━━ SELECTED PASSAGE ━━
IIRC, most chlorides are corrosive. The best solution is to burn dry wood and hot enough to not need bandaid solutions. When creosote accumulates, get out the chimney brush. 

http://www.woodheat.org/q&a/qamaintenance.htm


----------



## Backwoods Savage (Feb 24, 2010)

This is another case of people trying to get around what is really needed to be done. Do it right in the beginning and don't worry and you won't have to try to be "tricky" in your methods. As has been stated by several, burn good wood and you won't have to resort to tricks. Clean the chimney at least annually (for most).


----------



## Adios Pantalones (Feb 24, 2010)

Batten- Sodium silicate is the product.   The Cl forms HCl.  Now in pottery many use soda ash or sodium bicarb, which don't produce HCl (this is what I have used).  salt/soda glazed pottery often has a distinctive "orange peel" texture.


----------



## CrawfordCentury (Feb 24, 2010)
━━━
━━ RECORDS SUPPLIED ━━
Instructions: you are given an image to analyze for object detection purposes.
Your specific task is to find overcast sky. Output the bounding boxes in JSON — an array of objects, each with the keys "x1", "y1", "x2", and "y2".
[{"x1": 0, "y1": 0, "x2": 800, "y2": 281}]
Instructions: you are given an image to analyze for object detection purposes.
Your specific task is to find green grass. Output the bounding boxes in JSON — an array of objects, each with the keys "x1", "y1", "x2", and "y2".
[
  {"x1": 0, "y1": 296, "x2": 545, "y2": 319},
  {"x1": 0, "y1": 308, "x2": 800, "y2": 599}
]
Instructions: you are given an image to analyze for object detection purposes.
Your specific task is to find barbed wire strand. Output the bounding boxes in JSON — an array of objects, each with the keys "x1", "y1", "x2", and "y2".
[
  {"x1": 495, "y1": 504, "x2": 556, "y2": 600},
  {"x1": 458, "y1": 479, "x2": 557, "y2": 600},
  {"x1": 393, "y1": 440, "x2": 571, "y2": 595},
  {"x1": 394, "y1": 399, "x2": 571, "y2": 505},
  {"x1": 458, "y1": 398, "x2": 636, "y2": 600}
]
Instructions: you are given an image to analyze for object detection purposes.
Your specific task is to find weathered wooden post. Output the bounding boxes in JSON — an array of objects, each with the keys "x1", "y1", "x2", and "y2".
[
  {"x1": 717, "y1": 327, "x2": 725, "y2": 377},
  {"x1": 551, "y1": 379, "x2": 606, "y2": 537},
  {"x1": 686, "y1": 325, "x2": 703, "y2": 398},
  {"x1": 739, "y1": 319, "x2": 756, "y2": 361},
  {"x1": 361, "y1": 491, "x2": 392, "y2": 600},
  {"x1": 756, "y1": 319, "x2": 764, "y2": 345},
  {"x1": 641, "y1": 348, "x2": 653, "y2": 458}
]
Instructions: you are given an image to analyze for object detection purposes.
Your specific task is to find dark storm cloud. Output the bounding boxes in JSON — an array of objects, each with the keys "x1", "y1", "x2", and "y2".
━━━
▸ **CHALLENGE A**
In the chimney thread, which two substances does Adios Pantalones say many potters use that don't produce HCl?
▸ **CHALLENGE B**
How many lines of the rows contain the word "strand"? Reply with the number only.

▸ **FINAL RESULT A**
Soda ash or sodium bicarb.

▸ **FINAL RESULT B**
1